▶ 文本摘录:
笔试题练习（七）

1,链表的常见操作

struct Node
{
    int value;
    struct Node* next;
}root;

//已知链表的头结点head，写一个函数把这个链表逆序
Node * ReverseList(Node *head)
{//链表逆序
    assert(head != NULL);
    if (head->next == NULL)
    {//只有头节点
        return head;
    }
    Node* pPre = head->next;
    Node* pCur = pPre->next,pTmp;
    if (pCur == NULL)
    {//只有一个节点
        return head;
    }
    while (pCur != NULL)
    {
        pTmp = pCur->next;//记录下一个
        head->next = pCur;
        pCur->next = pPre;
        pPre = pCur;
        pCur = pTmp;
    }
    return head;
}

Node * Merge(Node *head1 , Node *head2)
{//已知两个链表head1 和head2 各自有序升序排列，请把它们合并成一个链表依然有序。(保留所有结点，即便大小相同）

    Node* head = NULL;
    Node *p1 = head1->next;
    Node *p2 = head2->next;
    Node* pCur = head;
    while (p1 != NULL && p2 != NULL)
    {
        if (p1->value < p2->value)
        {
            pCur ->next = p1;
            pCur = p1;
            p1 = p1->next;
        }
        else
        {
            pCur->next = p2;
            pCur = p2;
            p2 = p2->next;
        }
    }
    if (p1 != NULL)
    {//第一个有剩余
        pCur->next = p1;
    }
    if (p2 != NULL)
    {
        pCur->next = p2;
    }
    return head;
}
Node * MergeRecursive(Node *head1 , Node *head2)
{//已知两个链表head1 和head2 各自升序排列，请把它们合并成一个链表依然有序，这次要求用递归方法进行。
    if ( head1 == NULL )
        return head2;
    if ( head2 == NULL)
        return head1;
    Node *head = NULL;
    if ( head1->data < head2->data )
    {
        head = head1;
        head->next = MergeRecursive(head1->next,head2);
    }
    else
    {
        head = head2;
        head->next = MergeRecursive(head1,head2->next);
    }
    return head;
}

2,动态分配二维数组

int **alloArrays(unsigned int nrows,unsigned int ncolumns)
{
    unsigned int i;
    int **array = (int **)malloc(nrows * sizeof(int *));
    for(i = 0; i < nrows; i++)

▶ 题目 1: 根据上文的链表笔试题，把两个升序链表合并成一个有序链表时，对大小相同的结点有什么要求？

▶ 待处理数据:
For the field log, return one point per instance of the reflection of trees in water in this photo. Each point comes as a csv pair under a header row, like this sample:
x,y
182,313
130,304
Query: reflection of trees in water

▶ 题目 2: 请列出条目中含有字符串“trees”的每一行，区分大小写。

▶ 最终答案 1: 保留所有结点，即便大小相同。

▶ 最终答案 2:
For the field log, return one point per instance of the reflection of trees in water in this photo. Each point comes as a csv pair under a header row, like this sample:
Query: reflection of trees in water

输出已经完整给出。